> DIRECTIONS FOR THIS TASK
Write out the data word for word and drop any picture you find.

> THE INPUT
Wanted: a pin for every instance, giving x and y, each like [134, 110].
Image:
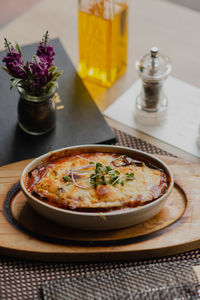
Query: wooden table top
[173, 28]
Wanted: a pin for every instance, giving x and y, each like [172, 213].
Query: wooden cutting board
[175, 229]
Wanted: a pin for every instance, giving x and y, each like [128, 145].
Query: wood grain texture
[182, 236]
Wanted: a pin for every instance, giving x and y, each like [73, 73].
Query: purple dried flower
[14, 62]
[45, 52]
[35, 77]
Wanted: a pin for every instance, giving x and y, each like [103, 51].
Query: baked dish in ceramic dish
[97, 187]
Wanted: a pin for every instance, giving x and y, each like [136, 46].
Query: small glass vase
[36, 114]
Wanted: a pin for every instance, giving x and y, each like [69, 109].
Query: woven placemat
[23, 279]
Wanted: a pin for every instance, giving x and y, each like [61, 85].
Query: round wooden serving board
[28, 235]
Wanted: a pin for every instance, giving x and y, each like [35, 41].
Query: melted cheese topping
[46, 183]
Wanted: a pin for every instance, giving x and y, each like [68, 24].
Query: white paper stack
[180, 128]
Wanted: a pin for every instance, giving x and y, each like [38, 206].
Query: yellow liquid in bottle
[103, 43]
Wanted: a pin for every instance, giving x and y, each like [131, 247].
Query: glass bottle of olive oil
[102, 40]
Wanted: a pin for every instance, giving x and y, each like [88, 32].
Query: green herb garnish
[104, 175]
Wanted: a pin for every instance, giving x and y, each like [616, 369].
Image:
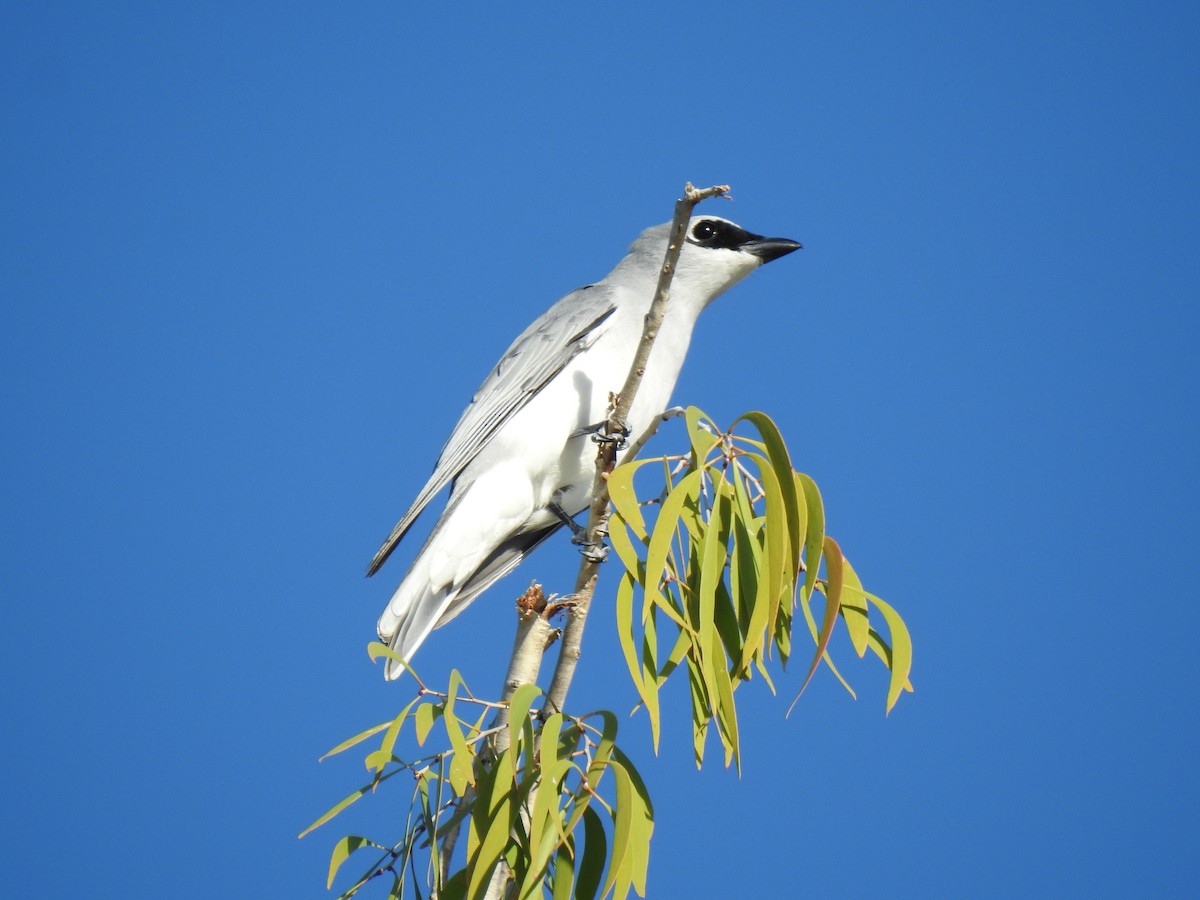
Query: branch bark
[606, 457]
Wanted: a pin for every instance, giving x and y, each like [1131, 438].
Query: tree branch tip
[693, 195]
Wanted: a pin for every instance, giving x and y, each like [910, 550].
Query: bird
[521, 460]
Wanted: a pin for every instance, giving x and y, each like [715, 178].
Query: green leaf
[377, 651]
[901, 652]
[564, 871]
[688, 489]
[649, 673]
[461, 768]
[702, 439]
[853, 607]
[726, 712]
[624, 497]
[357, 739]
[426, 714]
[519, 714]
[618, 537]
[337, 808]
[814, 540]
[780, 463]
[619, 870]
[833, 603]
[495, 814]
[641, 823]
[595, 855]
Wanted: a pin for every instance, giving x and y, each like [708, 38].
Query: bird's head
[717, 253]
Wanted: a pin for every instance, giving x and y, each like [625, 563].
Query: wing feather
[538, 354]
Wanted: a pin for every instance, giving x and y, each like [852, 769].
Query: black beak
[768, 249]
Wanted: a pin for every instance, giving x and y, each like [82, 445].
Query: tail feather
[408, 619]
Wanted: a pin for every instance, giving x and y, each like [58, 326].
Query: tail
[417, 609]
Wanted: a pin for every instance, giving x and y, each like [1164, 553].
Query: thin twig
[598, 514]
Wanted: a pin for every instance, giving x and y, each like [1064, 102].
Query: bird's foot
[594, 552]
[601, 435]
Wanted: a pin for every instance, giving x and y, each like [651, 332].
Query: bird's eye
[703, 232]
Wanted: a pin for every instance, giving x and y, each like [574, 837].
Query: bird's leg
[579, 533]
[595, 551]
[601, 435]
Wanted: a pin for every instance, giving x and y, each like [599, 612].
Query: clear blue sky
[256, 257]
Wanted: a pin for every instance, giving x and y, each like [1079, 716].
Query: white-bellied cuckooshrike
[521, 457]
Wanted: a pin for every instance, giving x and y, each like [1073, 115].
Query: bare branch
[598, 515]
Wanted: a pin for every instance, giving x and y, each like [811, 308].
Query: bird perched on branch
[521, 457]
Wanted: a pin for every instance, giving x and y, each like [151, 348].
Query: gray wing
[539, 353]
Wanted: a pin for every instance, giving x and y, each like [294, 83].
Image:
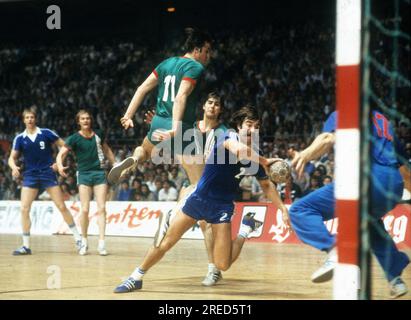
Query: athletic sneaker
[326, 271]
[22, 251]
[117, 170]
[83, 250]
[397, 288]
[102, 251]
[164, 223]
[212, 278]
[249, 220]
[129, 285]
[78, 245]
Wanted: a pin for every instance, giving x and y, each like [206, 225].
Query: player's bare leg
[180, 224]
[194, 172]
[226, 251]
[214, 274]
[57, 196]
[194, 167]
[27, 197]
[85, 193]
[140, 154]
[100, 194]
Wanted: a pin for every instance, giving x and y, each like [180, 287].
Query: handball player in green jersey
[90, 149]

> OUTPUT OF THE EXERCISE
Wanted: a pin for every instance, giving x and y, each like [134, 110].
Image:
Query: wooden table top
[173, 28]
Wanted: a pin for every instance, giving x and y, each like [172, 213].
Query: wooden cutting board
[175, 229]
Wanted: a pin for every instance, giving x and y, each like [128, 145].
Query: wood grain texture
[182, 236]
Wanted: a pin for every instance, giving x and y, each like [73, 73].
Query: purple dried flower
[14, 62]
[45, 52]
[35, 77]
Wanted: a pin for every instance, giving x and y, each like [103, 51].
Query: baked dish in ceramic dish
[97, 187]
Wanted: a pin for every instance, giving x and y, each like [136, 46].
Query: small glass vase
[36, 114]
Wanted: a pin for every instance, giving x and y, each like [69, 109].
Query: woven placemat
[23, 279]
Wanted: a pin for every instance, giving x and y, each like [61, 85].
Query: round wooden serving board
[28, 235]
Wanted: a pin for every instance, giving x and y, each like [35, 41].
Query: melted cheese topping
[46, 183]
Wanted: a pin for every instance, giving x and y, each like [68, 24].
Query: white paper stack
[180, 128]
Wanted: a pin for every instance, giving x and y, each like [38, 206].
Query: yellow liquid in bottle
[103, 43]
Wanted: a pin for every instance, giving x and y, each like [131, 247].
Query: glass bottle of olive oil
[102, 40]
Wanted: a pin for every instance, giving x and y, each like [88, 32].
Query: green herb garnish
[104, 175]
Wanted: a pin for every instance, giving x and y, each like [616, 369].
Image:
Query: branch bark
[606, 457]
Wanted: a pin for every instance, giving x and y, each like [1131, 438].
Query: tree branch tip
[693, 195]
Wanted: a pin for every instance, giving x and y, each like [910, 550].
Query: bird
[521, 460]
Wanted: a pin for every instance, giving x and y, each like [715, 178].
Query: green leaf
[377, 651]
[901, 652]
[564, 871]
[688, 489]
[649, 673]
[461, 768]
[702, 439]
[853, 607]
[726, 712]
[624, 497]
[357, 739]
[426, 714]
[519, 714]
[618, 537]
[337, 808]
[814, 540]
[780, 463]
[619, 870]
[833, 603]
[495, 814]
[641, 823]
[595, 855]
Wanted: a pin for every instance, giving x and y, each like [708, 38].
Query: bird's head
[717, 253]
Wanted: a pin for every instance, giving x and y, each like [625, 563].
Query: wing feather
[538, 354]
Wanted: a pin for every instance, giving x and y, each like [852, 769].
Query: black beak
[768, 249]
Wanted: a pin for every instance, giving x and y, each like [82, 445].
Query: tail feather
[408, 619]
Wanted: a pin for every instance, giving x and y, each like [58, 326].
Query: tail
[417, 609]
Wanted: a pin for every instance, giving x and y, each like [1164, 553].
Query: thin twig
[598, 514]
Wanted: a pin for every instance, giving x and y, each like [1064, 102].
Query: bird's foot
[594, 552]
[601, 435]
Wanted: a pin for every instance, giving x and y, each like [651, 332].
Query: bird's eye
[703, 232]
Wanted: a pin for every instance, giving x and y, each like [574, 837].
Query: bird's leg
[579, 533]
[595, 551]
[601, 435]
Wanted: a pin for every instance, giving x and y, each like [599, 612].
Query: clear blue sky
[256, 257]
Wanted: a pin for every instance, giving x and y, each like [1079, 716].
Query: white-bellied cuckooshrike
[521, 457]
Wanted: a pin for every instance, giving x and y, each like [1073, 115].
Query: bare branch
[598, 515]
Wanted: a pin for every instance, giving x and y, each like [811, 308].
Query: bird perched on branch
[521, 457]
Wanted: a pin for every instance, giving x and y, each like [151, 348].
Query: gray wing
[539, 353]
Wanted: a pin for every instance, giving x and y, each like [294, 83].
Image:
Query: athletic sneaker
[326, 271]
[22, 251]
[117, 170]
[83, 250]
[397, 288]
[102, 251]
[164, 223]
[212, 278]
[249, 220]
[129, 285]
[78, 245]
Wanted: a pin for every instance, giving x and y, each like [206, 225].
Query: player's bare leg
[180, 224]
[194, 172]
[226, 251]
[214, 274]
[57, 196]
[194, 167]
[27, 197]
[85, 193]
[140, 154]
[100, 194]
Wanted: a pin for every instance, giving x and y, each like [180, 287].
Query: handball player in green jersey
[90, 149]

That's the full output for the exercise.